**What you are asked to do:** Count the lines in the data below that contain the string "rock". Give only the number.

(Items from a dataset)
######

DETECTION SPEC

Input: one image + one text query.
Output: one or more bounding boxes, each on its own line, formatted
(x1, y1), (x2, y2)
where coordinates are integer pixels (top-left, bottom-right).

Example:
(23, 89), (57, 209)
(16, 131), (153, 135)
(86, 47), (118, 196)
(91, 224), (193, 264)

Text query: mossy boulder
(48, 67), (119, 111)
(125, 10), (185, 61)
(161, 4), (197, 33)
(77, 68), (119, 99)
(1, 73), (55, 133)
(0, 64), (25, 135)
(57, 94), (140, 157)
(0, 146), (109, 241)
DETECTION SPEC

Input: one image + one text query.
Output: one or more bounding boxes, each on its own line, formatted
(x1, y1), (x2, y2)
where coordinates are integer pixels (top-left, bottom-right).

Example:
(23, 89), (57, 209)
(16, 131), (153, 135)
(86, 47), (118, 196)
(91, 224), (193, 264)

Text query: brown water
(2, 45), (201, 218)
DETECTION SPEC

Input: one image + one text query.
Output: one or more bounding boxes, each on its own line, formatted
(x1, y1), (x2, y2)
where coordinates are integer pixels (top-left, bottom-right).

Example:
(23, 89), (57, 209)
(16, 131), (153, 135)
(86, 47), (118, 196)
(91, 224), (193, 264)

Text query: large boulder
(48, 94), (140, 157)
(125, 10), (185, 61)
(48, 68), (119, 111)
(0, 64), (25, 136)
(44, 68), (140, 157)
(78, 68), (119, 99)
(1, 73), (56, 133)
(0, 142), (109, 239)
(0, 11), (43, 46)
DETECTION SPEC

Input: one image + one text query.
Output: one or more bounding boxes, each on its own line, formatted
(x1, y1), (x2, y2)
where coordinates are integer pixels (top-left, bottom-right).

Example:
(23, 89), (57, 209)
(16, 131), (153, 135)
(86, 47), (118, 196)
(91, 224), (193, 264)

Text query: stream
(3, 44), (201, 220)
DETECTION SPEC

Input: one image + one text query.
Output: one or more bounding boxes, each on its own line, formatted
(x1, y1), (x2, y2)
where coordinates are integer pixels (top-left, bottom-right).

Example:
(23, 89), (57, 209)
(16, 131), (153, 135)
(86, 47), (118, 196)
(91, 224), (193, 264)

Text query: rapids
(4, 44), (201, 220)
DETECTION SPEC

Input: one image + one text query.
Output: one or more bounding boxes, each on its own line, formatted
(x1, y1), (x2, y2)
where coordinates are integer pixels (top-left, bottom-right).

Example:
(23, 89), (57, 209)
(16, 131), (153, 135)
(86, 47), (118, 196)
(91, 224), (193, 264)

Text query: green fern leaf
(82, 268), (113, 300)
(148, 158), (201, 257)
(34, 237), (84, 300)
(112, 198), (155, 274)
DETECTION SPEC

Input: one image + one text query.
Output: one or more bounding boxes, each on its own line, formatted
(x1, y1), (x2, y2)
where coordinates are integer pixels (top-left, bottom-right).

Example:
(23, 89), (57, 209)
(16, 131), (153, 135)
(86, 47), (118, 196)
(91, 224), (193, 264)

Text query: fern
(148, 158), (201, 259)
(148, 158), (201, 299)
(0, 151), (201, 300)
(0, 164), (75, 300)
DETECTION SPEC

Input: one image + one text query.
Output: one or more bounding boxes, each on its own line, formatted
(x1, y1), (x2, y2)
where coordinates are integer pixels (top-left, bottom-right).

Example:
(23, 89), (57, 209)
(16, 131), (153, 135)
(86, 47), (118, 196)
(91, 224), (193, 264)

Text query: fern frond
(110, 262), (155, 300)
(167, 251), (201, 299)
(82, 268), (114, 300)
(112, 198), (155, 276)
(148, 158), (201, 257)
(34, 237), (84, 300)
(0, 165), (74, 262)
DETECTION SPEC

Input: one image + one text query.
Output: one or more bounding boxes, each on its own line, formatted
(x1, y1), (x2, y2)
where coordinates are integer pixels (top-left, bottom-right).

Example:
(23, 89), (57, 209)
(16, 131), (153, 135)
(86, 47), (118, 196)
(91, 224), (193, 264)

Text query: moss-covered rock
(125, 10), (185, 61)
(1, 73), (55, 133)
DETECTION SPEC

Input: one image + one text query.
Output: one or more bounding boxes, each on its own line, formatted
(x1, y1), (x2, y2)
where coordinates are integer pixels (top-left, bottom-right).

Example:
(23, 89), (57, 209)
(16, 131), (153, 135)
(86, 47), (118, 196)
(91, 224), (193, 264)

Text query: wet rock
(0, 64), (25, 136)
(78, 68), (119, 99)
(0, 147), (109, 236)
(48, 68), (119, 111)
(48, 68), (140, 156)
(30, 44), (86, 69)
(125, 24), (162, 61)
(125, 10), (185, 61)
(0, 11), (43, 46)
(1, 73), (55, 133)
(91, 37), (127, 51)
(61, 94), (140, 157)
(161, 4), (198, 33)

######

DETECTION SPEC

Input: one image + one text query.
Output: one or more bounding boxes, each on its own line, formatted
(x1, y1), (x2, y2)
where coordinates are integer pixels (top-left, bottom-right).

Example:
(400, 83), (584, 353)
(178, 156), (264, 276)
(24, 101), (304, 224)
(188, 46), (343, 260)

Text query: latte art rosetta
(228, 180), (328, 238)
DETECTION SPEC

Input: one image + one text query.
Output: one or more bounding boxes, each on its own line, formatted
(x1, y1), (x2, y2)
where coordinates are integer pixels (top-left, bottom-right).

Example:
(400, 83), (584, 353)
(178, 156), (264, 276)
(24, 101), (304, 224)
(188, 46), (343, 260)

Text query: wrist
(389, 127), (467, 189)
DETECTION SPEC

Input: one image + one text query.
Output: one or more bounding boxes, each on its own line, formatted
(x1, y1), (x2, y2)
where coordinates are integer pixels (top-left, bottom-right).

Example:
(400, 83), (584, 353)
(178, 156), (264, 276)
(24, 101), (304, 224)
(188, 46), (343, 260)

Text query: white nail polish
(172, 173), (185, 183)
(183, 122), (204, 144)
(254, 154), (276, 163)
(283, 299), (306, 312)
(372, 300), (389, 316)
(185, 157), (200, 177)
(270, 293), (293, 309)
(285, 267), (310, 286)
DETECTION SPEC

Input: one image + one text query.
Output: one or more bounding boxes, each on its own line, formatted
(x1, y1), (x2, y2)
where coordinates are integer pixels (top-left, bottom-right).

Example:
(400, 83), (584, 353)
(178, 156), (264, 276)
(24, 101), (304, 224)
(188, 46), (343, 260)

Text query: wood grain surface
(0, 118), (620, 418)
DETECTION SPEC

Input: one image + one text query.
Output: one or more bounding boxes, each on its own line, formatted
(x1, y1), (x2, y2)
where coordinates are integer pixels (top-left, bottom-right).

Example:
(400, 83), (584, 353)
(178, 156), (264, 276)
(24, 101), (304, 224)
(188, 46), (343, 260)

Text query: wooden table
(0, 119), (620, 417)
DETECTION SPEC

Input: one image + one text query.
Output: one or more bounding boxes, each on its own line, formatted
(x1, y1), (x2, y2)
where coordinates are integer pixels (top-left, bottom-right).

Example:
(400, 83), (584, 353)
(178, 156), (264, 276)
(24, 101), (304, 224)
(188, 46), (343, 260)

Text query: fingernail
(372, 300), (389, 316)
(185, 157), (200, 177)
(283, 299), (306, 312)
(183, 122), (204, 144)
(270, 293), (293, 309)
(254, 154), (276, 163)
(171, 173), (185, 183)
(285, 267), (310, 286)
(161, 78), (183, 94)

######

**Response to the task:** 2